AUFGABEN →
- A) Fasse den Text über Nutzhanf in zwei Sätzen zusammen.
- B) Entnimm dem Text über Nutzhanf wortgetreu die Passage von "Der Anbau der" bis "vielfach effizientere Alternative.".

SEITENAUSZUG →
- - - - - - -

Der Anbau der Hanfpflanze ist in den meisten Ländern aufgrund des potentiellen Missbrauchs als Rauschmittel untersagt. Das ist einerseits verständlich und andererseits sehr schade, denn trotz der vielfältigen Einsatzmöglichkeiten und Vorteile, die Nutzhanf bietet, wird nur ein Bruchteil seines Potentials ausgeschöpft. Zahlreiche Industriezweige nutzen vornehmlich Rohstoffe, deren Produktion die Umwelt belastet. In vielen Fällen verspricht Nutzhanf jedoch eine ökologische und vielfach effizientere Alternative.
Dieser Artikel beleuchtet die Geschichte und Chance von Hanf in den Anwendungsfelder Textil, Papier, Bau und Kunststoff.

- - - - - - -

DATENSÄTZE →
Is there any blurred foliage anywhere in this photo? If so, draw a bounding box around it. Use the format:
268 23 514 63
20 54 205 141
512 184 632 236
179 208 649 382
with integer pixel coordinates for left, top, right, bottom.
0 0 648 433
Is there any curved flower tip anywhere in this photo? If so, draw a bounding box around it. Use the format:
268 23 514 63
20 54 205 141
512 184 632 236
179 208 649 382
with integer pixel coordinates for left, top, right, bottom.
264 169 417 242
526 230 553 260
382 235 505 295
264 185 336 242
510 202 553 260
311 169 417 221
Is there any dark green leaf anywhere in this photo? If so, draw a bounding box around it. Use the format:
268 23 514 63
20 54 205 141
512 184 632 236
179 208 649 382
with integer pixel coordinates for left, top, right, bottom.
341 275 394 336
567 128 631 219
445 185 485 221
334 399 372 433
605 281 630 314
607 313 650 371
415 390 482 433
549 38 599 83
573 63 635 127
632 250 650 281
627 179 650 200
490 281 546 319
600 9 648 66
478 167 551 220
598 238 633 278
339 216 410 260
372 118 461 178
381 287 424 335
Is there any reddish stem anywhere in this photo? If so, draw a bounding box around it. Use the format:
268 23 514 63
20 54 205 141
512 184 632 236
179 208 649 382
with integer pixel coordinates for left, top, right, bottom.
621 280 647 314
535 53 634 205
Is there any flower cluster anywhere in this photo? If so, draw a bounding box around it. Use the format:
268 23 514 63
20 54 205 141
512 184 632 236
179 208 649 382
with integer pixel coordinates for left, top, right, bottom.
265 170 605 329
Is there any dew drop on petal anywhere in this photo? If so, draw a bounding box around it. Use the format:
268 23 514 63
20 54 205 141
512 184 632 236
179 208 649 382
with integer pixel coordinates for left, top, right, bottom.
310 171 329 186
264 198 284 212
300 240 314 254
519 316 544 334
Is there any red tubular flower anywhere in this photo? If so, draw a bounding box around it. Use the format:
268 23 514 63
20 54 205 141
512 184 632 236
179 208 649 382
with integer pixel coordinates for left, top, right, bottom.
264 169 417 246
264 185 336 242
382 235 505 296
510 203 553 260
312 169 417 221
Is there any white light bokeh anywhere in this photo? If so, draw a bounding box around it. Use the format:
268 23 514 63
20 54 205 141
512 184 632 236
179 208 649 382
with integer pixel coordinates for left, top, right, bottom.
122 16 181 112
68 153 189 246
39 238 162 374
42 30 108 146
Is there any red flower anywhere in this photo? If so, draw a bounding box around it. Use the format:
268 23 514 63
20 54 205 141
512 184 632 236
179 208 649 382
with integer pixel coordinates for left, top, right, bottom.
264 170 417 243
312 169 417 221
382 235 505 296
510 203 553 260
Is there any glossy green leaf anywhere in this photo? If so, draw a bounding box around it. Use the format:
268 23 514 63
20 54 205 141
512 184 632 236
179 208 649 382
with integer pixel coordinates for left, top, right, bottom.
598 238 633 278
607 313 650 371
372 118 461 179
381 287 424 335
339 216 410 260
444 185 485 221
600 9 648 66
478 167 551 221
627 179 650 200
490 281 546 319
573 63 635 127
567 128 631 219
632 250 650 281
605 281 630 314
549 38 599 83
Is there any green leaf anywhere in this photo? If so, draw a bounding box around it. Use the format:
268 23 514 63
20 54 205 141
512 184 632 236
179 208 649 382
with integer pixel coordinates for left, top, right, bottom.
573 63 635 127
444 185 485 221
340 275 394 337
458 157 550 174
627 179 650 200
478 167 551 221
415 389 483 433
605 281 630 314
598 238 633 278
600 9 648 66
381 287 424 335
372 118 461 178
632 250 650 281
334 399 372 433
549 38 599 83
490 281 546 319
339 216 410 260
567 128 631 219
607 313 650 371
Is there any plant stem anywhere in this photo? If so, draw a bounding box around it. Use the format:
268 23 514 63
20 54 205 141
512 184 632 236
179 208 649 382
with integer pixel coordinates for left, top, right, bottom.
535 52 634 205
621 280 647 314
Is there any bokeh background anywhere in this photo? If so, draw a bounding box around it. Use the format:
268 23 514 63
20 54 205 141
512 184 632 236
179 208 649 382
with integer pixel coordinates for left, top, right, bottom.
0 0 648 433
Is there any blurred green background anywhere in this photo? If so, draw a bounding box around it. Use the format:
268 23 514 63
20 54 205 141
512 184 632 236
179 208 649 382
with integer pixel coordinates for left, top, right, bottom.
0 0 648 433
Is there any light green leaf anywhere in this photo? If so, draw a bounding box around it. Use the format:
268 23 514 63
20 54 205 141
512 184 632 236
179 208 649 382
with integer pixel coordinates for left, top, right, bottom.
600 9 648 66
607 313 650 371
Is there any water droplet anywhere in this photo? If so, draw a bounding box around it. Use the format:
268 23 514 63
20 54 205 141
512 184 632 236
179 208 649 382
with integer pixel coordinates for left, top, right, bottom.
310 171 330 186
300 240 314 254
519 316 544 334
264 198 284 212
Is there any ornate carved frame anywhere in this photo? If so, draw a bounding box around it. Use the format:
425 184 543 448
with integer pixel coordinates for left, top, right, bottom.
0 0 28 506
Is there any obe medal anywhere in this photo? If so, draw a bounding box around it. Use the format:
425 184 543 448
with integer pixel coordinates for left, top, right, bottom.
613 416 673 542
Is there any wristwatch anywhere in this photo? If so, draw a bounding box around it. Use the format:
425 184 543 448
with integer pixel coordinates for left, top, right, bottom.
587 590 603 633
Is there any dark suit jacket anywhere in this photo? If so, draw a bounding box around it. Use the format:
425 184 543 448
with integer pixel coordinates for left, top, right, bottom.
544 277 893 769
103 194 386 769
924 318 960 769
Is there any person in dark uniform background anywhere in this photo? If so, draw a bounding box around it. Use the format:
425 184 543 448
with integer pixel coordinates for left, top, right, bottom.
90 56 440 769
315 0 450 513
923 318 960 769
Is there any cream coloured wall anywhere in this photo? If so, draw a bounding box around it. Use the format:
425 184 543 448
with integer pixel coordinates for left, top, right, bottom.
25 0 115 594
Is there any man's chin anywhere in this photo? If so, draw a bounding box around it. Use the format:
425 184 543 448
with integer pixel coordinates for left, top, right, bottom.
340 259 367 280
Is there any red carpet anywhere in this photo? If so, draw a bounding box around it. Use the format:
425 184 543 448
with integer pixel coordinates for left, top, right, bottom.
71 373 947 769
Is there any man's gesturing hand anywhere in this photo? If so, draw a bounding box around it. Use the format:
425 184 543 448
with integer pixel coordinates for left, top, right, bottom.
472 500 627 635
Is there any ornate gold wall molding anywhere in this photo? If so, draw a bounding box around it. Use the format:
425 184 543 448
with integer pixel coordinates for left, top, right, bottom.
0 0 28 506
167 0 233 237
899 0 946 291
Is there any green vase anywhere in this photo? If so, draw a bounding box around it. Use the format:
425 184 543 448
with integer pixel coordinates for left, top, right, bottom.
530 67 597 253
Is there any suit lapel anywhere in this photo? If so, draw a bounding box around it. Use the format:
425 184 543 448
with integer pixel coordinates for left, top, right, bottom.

- - - - - - -

ERGEBNISSE JE AUFGABE →
- A) Der Anbau von Hanf ist in den meisten Ländern wegen des möglichen Missbrauchs als Rauschmittel verboten, und trotz vielfältiger Einsatzmöglichkeiten wird nur ein Bruchteil des Potentials von Nutzhanf genutzt, obwohl er vielfach eine ökologische und effizientere Alternative zu umweltbelastenden Rohstoffen bietet. Der Artikel beleuchtet die Geschichte und die Chancen von Hanf in den Bereichen Textil, Papier, Bau und Kunststoff.

- B)
Der Anbau der Hanfpflanze ist in den meisten Ländern aufgrund des potentiellen Missbrauchs als Rauschmittel untersagt. Das ist einerseits verständlich und andererseits sehr schade, denn trotz der vielfältigen Einsatzmöglichkeiten und Vorteile, die Nutzhanf bietet, wird nur ein Bruchteil seines Potentials ausgeschöpft. Zahlreiche Industriezweige nutzen vornehmlich Rohstoffe, deren Produktion die Umwelt belastet. In vielen Fällen verspricht Nutzhanf jedoch eine ökologische und vielfach effizientere Alternative.